(Beginning of Document extract)

Tuesday, August 31, 2010

My favorite salad

It's simple, easy to make, nutritious and easy on the pocket. Cabbage and beetroot salad is my favorite!

While chatting with a friend, Ghassan Deeb (@gabdallah), about food on @Twitter last week, I mentioned something about my favorite salad. When Ghassan, who is an engineer, cook and traveler, asked what it was, I didn't want to elaborate before iftar.

Cabbage and beetroot are low in saturated fat but high in dietary fiber and protective vitamins and minerals. Beetroot is also a great source of iron and was used as an aphrodisiac in Roman times.

You can get a cabbage and shred it and fresh beetroot and boil it. I go the easier route of buying the cabbage already shredded and the beetroot cooked, cubed and vacuum packed.

Ingredients (serve 2)
  • 1 box of shredded cabbage (or 250 gm)
  • Half a pack of cubed steamed beetroot (4 small ones or 250 gm)
  • 2 tablespoons lemon juice
  • 2 tablespoons Balsamic vinegar
  • 1 tablespoon Dijon mustard
  • 6 tablespoons extra virgin olive oil
  • A sprinkle of pepper (I don't use salt, but you can add some to taste)
I usually mix the dressing in a small bowl or jar and pour it over the salad just before serving.

This salad is as good with white, green or red cabbage. It can be turned into light lunch or dinner by adding a can of tuna or two boiled eggs, chicken breast or sausages or any combination of these. And if you're in a mood for sweet-and-sour, add a tablespoon of sugar.

Enjoy and  let me know if you like it.

Saturday, August 28, 2010

Anissa Helou at Sharjah Book Fair

The good news for those looking forward to the 2010 Sharjah World Book Fair (@shjintlbookfair) is that internationally known food writer, art collector, journalist and broadcaster Anissa Helou (@anisshelou) will be giving two live cooking demonstrations at the international event.
Anissa, one of the leading experts on Mediterranean and Middle Eastern cuisines (and whose website can be accessed here), was in Sharjah and Dubai this week. After being virtual friends on @Twitter for so long, it was greet to finally meet and chat face to face.
We got together at my favorite spot, Reem al Bawadi. Anissa was accompanied by photographer Jason Lowe. We were joined by Paul and Karla Castle (@DaddyBird and @kangayayaroo).
With Anissa Helou Friday night
Paul and Karla
The 10-day Sharjah World Book Fair, which will run from October 26 through November 6 under the patronage of HH Sheikh Dr. Sultan bin Muhammad Al Qasimi, Ruler of Sharjah (third largest of the UAE’s seven emirates) member of the UAE Supreme Council, is an annual event that has been taking place since 1982.
The Sharjah World Book Fair aims to encourage reading habits, chiefly among the younger generation, and make books both accessible and affordable. It attracted more than 750 publishers from 42 countries in previous years. Apart from publishing houses, the fair brings together cultural establishments, research centers and societies, universities and media, as well as producers of educational aids, maps, audios and videos.
Anissa Helou and Jason Lowe
While Anissa, Paul, Carla and myself were chatting and catching up, Jason had a ball taking pictures of the dancers, oud player, and patrons enjoying sheesha, backgammon, card games, Arabic sweets, and all sorts of delicious fresh juices, coffee, Moroccan tea....

(End of Document extract)
(Beginning of Given information)

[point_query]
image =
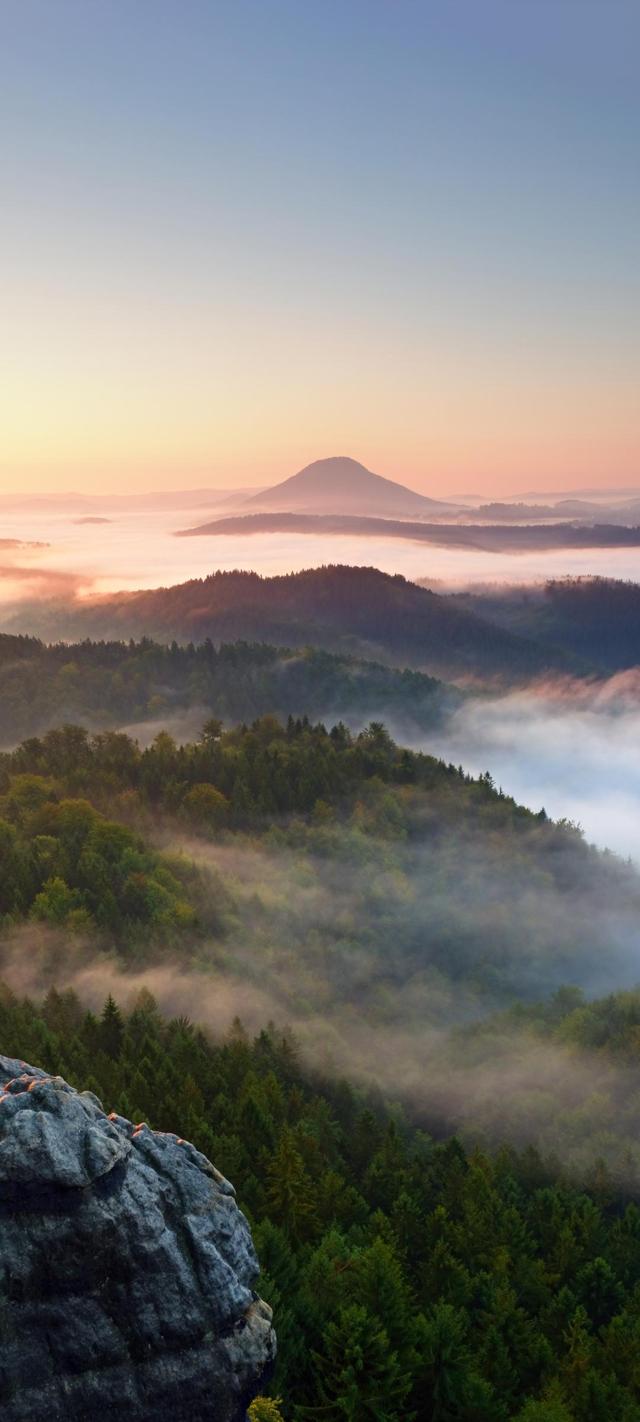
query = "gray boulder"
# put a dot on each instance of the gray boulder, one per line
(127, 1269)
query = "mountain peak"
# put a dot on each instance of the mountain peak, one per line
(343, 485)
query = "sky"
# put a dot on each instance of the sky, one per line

(End of Given information)
(Beginning of Given information)

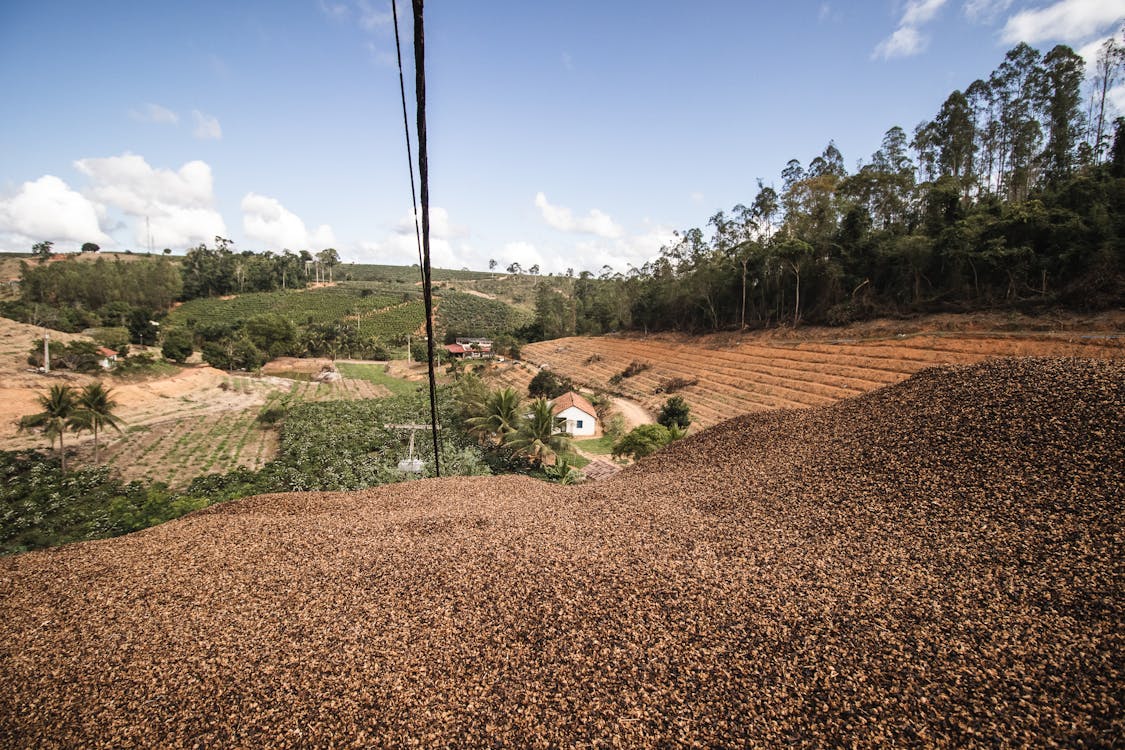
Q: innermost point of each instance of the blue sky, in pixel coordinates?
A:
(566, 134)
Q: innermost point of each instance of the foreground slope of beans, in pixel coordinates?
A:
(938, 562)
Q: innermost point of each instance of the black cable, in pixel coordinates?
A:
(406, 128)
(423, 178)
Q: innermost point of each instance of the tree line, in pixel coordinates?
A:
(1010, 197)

(End of Given information)
(Beginning of Given information)

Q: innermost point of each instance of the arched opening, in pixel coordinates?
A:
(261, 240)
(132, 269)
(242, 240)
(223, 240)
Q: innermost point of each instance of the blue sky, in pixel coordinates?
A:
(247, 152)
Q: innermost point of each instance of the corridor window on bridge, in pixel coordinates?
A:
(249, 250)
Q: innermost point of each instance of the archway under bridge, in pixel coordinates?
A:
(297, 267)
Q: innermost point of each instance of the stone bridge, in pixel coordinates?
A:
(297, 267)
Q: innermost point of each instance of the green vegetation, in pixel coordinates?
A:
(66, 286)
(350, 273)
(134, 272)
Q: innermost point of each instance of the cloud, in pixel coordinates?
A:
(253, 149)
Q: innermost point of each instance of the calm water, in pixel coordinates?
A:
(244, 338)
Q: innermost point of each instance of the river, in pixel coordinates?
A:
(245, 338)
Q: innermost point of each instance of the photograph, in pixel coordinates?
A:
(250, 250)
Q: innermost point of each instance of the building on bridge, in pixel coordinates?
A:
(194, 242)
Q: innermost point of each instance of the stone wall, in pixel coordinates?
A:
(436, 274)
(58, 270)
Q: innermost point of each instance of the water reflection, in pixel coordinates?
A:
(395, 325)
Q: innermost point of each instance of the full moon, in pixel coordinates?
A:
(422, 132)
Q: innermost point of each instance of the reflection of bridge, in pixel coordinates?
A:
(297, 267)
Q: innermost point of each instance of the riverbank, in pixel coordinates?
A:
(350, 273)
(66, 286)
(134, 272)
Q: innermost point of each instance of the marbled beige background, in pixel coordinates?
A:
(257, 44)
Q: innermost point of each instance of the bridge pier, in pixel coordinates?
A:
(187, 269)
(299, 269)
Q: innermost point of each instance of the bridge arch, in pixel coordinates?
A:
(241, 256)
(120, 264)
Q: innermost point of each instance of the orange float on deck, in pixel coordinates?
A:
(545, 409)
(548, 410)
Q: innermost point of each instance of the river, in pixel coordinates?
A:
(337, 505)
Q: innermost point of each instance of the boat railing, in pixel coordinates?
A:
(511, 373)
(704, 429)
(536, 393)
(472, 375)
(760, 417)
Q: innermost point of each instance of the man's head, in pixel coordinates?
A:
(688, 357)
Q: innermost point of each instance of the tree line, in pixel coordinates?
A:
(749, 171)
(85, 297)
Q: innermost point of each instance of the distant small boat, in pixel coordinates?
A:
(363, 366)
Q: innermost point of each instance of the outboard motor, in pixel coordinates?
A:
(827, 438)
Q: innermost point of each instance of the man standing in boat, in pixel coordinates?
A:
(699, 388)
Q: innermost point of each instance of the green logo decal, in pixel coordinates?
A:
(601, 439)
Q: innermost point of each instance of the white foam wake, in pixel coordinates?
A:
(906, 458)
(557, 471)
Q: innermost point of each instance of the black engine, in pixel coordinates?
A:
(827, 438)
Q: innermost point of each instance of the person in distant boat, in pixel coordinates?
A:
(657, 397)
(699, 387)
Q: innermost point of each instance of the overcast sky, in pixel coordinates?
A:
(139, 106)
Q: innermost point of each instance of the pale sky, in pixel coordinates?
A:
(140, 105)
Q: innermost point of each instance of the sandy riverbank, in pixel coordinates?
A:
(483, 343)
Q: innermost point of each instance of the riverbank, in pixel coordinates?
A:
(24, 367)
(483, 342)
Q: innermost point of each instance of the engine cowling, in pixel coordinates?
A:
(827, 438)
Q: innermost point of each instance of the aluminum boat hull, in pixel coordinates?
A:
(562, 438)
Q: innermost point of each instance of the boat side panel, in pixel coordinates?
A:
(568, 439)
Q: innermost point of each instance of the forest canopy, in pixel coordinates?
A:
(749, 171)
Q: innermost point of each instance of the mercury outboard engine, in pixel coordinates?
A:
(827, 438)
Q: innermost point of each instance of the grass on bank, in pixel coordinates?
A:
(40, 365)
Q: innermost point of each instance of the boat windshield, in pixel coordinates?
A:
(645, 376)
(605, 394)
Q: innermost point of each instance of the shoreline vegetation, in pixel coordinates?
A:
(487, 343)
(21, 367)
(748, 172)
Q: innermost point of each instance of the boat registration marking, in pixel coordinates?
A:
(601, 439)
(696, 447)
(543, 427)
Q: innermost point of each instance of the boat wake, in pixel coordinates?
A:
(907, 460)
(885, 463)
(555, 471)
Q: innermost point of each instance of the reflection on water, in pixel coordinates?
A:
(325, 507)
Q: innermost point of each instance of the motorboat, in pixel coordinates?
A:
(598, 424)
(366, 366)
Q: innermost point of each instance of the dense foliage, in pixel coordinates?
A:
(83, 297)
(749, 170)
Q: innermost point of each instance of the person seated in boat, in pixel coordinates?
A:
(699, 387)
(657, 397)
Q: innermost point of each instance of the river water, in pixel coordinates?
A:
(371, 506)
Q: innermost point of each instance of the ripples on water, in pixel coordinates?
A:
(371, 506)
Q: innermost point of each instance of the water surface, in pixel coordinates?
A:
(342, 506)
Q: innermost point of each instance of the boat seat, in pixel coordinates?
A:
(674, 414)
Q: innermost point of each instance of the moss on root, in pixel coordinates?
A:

(End of Given information)

### The problem
Write the next part of the food blog posts, picking up right after the sentence about Jason taking pictures at Reem al Bawadi. The entries come from a different source than the food blog posts.

### Output for this exercise
I discovered I had wrongly identified the kahwaji, or coffee man, in my "Ramadan in Dubai" post of August 18. He is, in fact, carrying a large urn of the traditional Tamar Hindi (Indian date) or tamarind juice. He goes around filling glasses, topped by a dash of orange blossom. His offerings are “on the house.”

Hummos balila...
,,,Tamar Hindi "on the house"

Another thing I missed on previous occasions is the waiter sporting wooden clogs, carrying a basket on his arm and mingling with diners. He distributes free servings of hummos balila -- boiled chickpeas mixed with garlic, salt, cumin and olive oil.
Young girls swirling around
Adults and children performed the traditional Arab dance that Anissa, Jason, Paul, Karla and I enjoyed Friday night. The first dancer was clad in white robes and then two little girls, no older than 10, swirled around 
I look forward to seeing Anissa again at the Sharjah World Book Fair in late October.

(You can see more pictures of the evening in my Picasa Photostream)

Friday, August 27, 2010

Lebanon's blackouts

1979 cartoon by the late Mahmoud Kahil
Lebanon has been going through one of its hottest summers, with temperatures akin to Dubai’s. Imagine yourself sizzling in an ambient temperature exceeding 40 degrees centigrade without electricity to run your AC, cooler, ventilator, lift, freezer or fridge. The Lebanese have been going through this on-again off-again for the past 35 years.

They are now up in arms against the power shortages. Many have taken to the streets while others vent their outrage via the social media, including Blogs, Twitter and Facebook. All to no avail as nothing is likely to change near term.
Power outages, in the main, drove me out of Beirut in 1985 after enduring, surviving, working through and covering the civil war and the Israeli invasion. I settled in London but kept shuttling back for five years to visit my ailing mother, Vicky. And when Vicky’s health deteriorated, power outages left me no choice but to fly her to London as well.
Between the mid-seventies and mid-eighties, months would go by with total countrywide blackouts. It meant making do without lifts, water or gasoline pumps, running water, fuel, telephones, telexes, TVs, photocopiers, air conditioners, heaters, freezers, fridges and what not…   It became hard to choose between suffering the searing summers heat or the winters freeze.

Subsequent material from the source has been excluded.